> **ЗАДАНИЕ**
Можете переписать строки записей ниже нумерованным списком, без пустых строк и без изображений?

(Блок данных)
==============================
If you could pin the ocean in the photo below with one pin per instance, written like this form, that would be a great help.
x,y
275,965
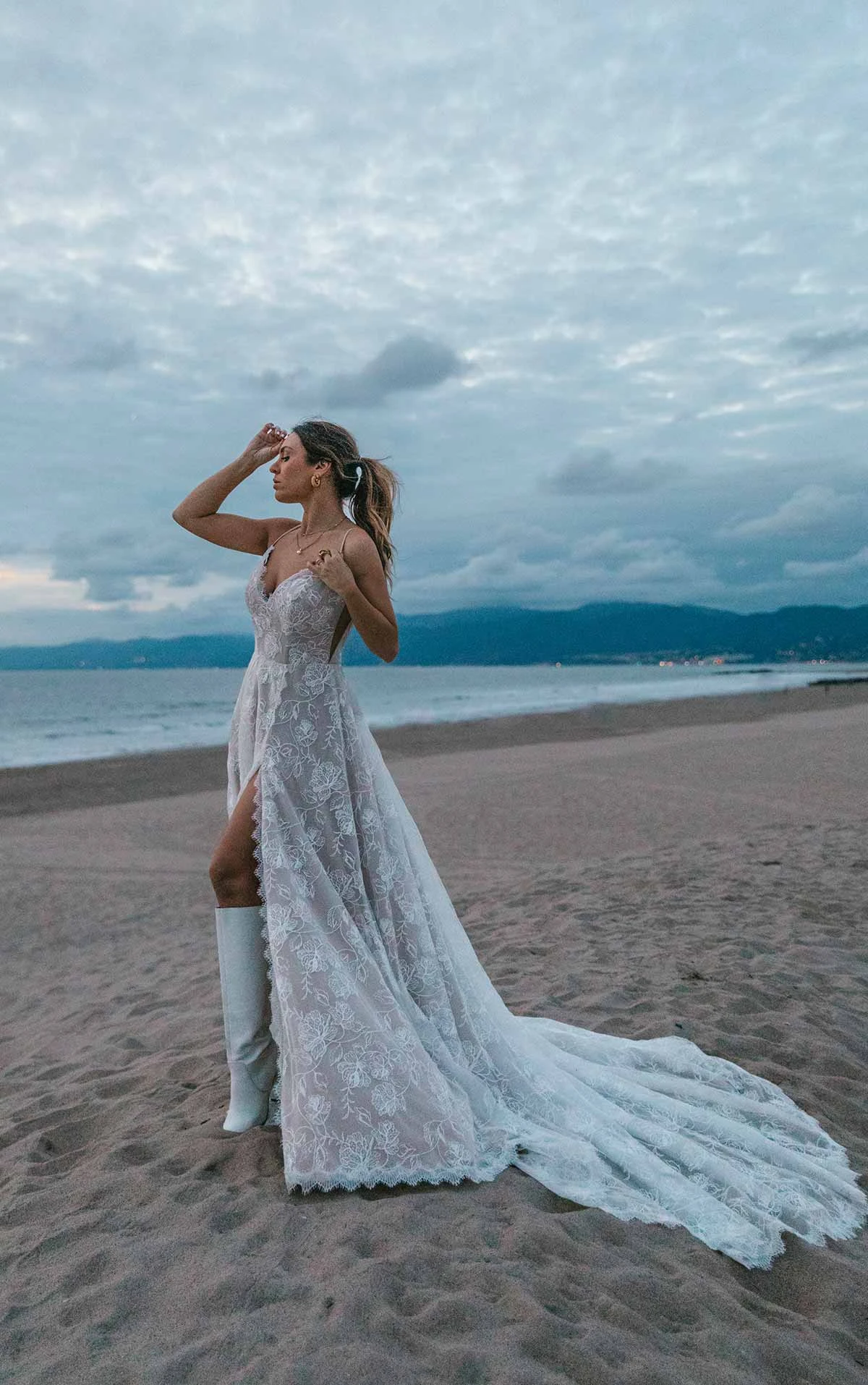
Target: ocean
x,y
85,713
==============================
> **ОЖИДАЕМЫЙ ОТВЕТ**
1. If you could pin the ocean in the photo below with one pin per instance, written like this form, that would be a great help.
2. x,y
3. 275,965
4. Target: ocean
5. x,y
6. 85,713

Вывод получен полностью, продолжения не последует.